§ Page excerpt
***

# residencia



## Joy Nudds (Jul 14, 2012)

Could someone tell me what I need to get Residencia please. We came to buy a house in March and got an NIE which only lasted for 3 months tho we have continued to use the number when necessary. Of course this is unsatisfactory and we want to get residencia and be done with it. The Police station is about 45 minutes drive down the mountain from home and I know that one needs to be there at 7am to get to be one of the 30 people seen on that day! Obviously I don't want to get there to be told I don't have the relevant forms/papers/information so some advice would be appreciated.
Thanks in advance.


----------



## xabiaxica (Jun 23, 2009)

Joy Nudds said:


> Could someone tell me what I need to get Residencia please. We came to buy a house in March and got an NIE which only lasted for 3 months tho we have continued to use the number when necessary. Of course this is unsatisfactory and we want to get residencia and be done with it. The Police station is about 45 minutes drive down the mountain from home and I know that one needs to be there at 7am to get to be one of the 30 people seen on that day! Obviously I don't want to get there to be told I don't have the relevant forms/papers/information so some advice would be appreciated.
> Thanks in advance.


do you live here?

if not, then you don't register as resident

if you do, you can download forms EX18 from our _FAQs & useful info _thread above - that's the form you need- one each

you will also need to prove that you have healhcare provision & that you can financially support yourselves

you go to the same place as you went for your NIE numbers - you'll need the NIE & your passport when you go - plus photocopies of everything


on the FAQs thread there are links to recent discussion threads on this very subject 

good luck!

***

§ Records supplied
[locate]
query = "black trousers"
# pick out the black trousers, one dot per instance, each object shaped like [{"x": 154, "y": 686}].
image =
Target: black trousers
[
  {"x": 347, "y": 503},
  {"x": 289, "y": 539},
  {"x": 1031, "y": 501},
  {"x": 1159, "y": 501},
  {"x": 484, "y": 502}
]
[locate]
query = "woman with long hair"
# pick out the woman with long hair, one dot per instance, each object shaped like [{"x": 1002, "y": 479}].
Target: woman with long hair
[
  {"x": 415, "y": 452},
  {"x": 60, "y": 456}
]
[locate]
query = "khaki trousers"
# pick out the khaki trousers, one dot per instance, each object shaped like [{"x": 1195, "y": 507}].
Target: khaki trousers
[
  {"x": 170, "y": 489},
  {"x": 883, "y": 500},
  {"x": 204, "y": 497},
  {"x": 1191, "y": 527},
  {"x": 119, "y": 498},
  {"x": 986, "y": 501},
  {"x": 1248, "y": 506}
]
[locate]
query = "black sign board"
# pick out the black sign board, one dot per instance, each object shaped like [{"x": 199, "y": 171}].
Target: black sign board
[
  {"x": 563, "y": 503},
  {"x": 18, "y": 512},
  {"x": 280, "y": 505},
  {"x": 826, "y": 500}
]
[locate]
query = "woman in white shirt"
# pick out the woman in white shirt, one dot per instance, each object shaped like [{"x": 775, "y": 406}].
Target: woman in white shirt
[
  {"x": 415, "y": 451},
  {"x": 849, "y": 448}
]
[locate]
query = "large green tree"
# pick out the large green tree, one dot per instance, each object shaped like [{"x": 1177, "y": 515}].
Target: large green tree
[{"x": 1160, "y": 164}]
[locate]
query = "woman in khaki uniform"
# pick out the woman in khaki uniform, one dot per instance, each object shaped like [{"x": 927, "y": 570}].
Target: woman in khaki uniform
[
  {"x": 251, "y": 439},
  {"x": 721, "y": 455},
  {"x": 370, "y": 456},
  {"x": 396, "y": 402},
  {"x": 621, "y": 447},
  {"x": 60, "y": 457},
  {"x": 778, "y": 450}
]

***

§ Required task A
How many lines in the rows contain the word "hair"? Reply with the number only.
§ Required task B
Extend the forum thread about getting residencia, starting right after its last post.
The forum thread about getting residencia and the rows have no connection to each other.

§ Task result A
3

§ Task result B
----------



## baldilocks (Mar 7, 2010)

xabiachica said:


> do you live here?
> 
> if not, then you don't register as resident
> 
> ...


Not to mention photos. If you go to a local photographer, they will supply you with a set of the different sizes that you might need including for the Spanish Driving Licence when you change. Why the various departments can't all resize from a passport one, beats me but this is Spain.


----------



## goingtobcn (Sep 9, 2012)

baldilocks said:


> Not to mention photos. If you go to a local photographer, they will supply you with a set of the different sizes that you might need including for the Spanish Driving Licence when you change. Why the various departments can't all resize from a passport one, beats me but this is Spain.


We didn't need any photos to get our residency cards... Perhaps another case of different places requiring different things!


----------



## xabiaxica (Jun 23, 2009)

goingtobcn said:


> We didn't need any photos to get our residency cards... Perhaps another case of different places requiring different things!


no, nor me!!


I have heard rumours that some places are now issuing photo-cards though - for EU resident registration that is - not just for non-EU cards


----------



## goingtobcn (Sep 9, 2012)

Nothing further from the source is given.